_EXERCISE DETAILS_: Word for word, restate the lines that run from the line containing "sofa in the photo above." to the last line of the records below.

Dataset excerpts:

☆ ☆ ☆ ☆

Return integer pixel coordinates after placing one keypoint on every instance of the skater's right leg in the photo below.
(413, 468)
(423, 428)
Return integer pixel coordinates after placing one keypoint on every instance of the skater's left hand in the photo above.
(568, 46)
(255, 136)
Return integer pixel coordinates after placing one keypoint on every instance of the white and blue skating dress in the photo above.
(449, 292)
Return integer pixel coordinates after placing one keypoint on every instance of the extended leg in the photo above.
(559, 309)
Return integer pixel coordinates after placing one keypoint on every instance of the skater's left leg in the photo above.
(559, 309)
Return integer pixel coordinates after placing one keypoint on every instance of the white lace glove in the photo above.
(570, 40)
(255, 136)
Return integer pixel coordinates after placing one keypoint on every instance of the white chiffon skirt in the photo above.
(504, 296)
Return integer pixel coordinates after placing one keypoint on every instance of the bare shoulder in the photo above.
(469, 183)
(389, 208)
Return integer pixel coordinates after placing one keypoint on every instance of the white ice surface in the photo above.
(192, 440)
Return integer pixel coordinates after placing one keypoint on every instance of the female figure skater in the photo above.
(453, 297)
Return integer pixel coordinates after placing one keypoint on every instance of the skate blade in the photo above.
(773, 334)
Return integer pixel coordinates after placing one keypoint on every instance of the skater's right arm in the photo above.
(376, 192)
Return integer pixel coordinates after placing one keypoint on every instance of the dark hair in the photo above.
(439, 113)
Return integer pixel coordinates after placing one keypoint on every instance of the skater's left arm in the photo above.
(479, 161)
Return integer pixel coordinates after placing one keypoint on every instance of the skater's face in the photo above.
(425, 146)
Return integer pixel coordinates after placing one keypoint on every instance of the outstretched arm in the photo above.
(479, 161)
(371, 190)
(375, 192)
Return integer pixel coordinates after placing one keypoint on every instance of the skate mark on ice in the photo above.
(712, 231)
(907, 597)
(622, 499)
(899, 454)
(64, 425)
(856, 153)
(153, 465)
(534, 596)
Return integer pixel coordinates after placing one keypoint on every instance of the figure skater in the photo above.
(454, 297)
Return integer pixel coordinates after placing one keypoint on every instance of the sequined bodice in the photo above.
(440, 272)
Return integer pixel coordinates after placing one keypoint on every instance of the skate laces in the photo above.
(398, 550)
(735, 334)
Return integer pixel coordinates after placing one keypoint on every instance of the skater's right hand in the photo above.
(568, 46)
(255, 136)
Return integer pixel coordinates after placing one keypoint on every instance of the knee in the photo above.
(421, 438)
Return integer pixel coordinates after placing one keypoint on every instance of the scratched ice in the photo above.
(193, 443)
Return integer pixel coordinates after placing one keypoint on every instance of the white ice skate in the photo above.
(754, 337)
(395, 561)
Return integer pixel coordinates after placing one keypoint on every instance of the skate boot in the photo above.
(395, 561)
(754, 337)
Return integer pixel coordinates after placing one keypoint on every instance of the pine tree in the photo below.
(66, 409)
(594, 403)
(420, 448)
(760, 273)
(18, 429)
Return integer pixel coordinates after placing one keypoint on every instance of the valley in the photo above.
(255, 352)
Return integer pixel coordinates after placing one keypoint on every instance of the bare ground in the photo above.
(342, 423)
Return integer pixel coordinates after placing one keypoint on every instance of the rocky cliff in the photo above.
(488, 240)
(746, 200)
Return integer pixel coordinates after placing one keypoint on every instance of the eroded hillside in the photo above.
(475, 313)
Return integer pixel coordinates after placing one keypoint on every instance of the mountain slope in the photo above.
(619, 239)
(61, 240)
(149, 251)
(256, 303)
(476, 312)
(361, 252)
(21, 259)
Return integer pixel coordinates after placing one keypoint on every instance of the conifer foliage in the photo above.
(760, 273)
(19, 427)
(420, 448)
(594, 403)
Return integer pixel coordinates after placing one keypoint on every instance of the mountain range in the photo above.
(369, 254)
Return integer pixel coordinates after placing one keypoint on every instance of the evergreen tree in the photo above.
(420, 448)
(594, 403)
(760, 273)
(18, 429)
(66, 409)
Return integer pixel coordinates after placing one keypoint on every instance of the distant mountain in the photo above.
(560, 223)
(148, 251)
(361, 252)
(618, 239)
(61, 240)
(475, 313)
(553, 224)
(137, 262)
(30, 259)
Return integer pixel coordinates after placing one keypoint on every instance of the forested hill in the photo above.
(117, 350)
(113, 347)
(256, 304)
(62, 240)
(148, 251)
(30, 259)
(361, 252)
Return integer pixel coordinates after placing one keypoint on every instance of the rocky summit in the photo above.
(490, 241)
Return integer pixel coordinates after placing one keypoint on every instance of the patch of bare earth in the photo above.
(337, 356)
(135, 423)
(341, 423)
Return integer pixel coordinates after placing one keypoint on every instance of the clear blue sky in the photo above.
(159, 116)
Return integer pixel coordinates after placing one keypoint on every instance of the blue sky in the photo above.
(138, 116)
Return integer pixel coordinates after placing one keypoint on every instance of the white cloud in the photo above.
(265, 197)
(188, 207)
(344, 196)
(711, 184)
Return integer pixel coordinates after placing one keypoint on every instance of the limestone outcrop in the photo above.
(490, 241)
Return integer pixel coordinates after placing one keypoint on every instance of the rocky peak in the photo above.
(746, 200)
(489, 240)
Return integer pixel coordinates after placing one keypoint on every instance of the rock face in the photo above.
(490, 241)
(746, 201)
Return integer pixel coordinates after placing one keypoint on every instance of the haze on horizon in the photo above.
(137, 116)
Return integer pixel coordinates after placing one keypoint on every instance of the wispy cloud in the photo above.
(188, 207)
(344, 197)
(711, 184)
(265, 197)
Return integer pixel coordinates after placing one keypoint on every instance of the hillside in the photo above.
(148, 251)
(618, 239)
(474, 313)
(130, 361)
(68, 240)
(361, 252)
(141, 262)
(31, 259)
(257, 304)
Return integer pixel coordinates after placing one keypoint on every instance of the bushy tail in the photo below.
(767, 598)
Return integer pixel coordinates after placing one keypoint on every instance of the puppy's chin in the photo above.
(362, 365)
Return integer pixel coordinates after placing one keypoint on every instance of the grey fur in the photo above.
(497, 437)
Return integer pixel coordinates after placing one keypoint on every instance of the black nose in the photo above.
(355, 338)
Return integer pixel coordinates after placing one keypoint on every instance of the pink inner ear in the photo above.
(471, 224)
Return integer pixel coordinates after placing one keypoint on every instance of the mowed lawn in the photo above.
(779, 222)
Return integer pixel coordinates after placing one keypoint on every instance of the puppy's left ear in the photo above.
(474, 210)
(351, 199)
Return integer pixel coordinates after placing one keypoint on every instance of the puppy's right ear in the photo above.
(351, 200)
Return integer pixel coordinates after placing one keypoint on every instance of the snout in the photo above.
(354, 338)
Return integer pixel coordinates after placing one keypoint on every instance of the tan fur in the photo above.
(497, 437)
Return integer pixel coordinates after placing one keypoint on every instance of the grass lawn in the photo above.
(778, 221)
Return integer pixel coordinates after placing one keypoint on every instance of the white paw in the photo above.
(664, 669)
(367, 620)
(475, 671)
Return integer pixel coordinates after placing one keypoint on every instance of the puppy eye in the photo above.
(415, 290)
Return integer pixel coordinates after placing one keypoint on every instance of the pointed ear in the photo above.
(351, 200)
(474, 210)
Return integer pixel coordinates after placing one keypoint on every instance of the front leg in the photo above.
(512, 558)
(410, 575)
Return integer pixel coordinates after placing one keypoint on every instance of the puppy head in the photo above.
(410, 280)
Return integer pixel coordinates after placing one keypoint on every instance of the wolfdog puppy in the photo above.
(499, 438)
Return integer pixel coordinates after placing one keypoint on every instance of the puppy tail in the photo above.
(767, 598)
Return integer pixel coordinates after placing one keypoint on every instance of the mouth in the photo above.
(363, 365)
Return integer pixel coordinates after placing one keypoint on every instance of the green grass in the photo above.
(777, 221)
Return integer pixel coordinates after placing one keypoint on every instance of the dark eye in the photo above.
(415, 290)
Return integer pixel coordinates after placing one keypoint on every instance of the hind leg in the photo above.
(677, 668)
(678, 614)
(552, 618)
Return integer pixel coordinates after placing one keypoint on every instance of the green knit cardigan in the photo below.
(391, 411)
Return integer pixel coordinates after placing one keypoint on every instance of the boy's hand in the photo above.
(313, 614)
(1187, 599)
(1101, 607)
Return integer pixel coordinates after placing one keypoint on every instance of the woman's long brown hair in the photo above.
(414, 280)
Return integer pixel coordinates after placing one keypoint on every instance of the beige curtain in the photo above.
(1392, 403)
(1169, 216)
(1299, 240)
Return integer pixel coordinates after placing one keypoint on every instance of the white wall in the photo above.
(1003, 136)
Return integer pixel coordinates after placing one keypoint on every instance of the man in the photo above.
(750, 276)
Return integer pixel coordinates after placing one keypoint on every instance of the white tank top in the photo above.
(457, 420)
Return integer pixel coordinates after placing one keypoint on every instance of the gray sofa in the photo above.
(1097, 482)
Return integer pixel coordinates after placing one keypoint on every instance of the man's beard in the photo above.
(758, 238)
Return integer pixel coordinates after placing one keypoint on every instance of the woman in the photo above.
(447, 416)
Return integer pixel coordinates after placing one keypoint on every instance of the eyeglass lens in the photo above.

☆ ☆ ☆ ☆

_YOUR RESPONSE_:
Return integer pixel coordinates after placing one keypoint on every instance of the gray sofa in the photo above.
(1097, 482)
Return integer pixel coordinates after placing one keypoint on every instance of the man's beard in the photo above.
(758, 238)
Return integer pixel coordinates after placing one keypoint on every instance of the woman in the photo above.
(447, 416)
Return integer pixel coordinates after placing one keypoint on every instance of the eyeglass lens in the photo above.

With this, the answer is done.